• _Task item 1_
In the PyTables post below, what did the writer use to keep the columns in insertion order in the dictionary?
• _Task item 2_
List the headings of all the numbered problems that the PyTables post below describes.

• _Provided text_
Hi,
I have a python script that essentially converts a csv file to python, but I have a few problems that I haven't been able to solve.
1. Column Order - I don't know the columns that I need to write until runtime, so creating an extension of the IsDescription class was a non-starter. Therefore, to define by columns, I am passing in a dictionary that maps column name to column class to the create_table method:
h5_file = tables.open_file(filename, mode = 'w', title = 'Test File')
group = h5_file.create_group('/', 'data', 'Data Group')
column_dict = OrderedDict()
for key in column_names:
column_dict[key] = create_col(key)
table = h5_file.create_table(group, 'table', column_dict, 'Table')
create_col is simply a method that returns Int32Col(), Float64Col(), etc., depending on some information about the column. That is working fine. However, the columns in the table that are created are not in the order that I want. I used OrderedDict to ensure that the columns are in the dictionary in insertion order, but the table doesn't reflect this. Any ideas on how to control the column order if I can't extend IsDescription to create my data type?
2. Variable length strings - Strings work fine when I give them a maximum size. This was fine to get something up and running, but the strings really need to be variable length. Is there a way to have VLString columns within a table? I see examples of VLStringAtom being passed as a type to h5file.create_array, but I don't see similar examples for table columns and there isn't a Col class for this type. Any help is appreciated.
3. "Blanks" in my csv file - The csv files I'm converting contain null or blank values. If you imagine loading the file in Excel or a similar program, some cells will be blank. So, even if column X is an Int32Col, there may be blanks. How would I handle this using PyTables? I suppose I can substitute some value for blank cells, but I would like to avoid that if possible.
Help on any of these items is greatly appreciated. I know that using h5py (would I have to use the low-level API?) instead of pytables would probably solve these problems, but am trying to avoid that since pytables has otherwise been so easy to use.
Thanks in advance,
Sarah

• _Data segment_
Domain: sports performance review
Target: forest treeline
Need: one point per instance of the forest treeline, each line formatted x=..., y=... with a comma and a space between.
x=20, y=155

• _Your solution 1_
OrderedDict

• _Your solution 2_
1. Column Order
2. Variable length strings
3. "Blanks" in my csv file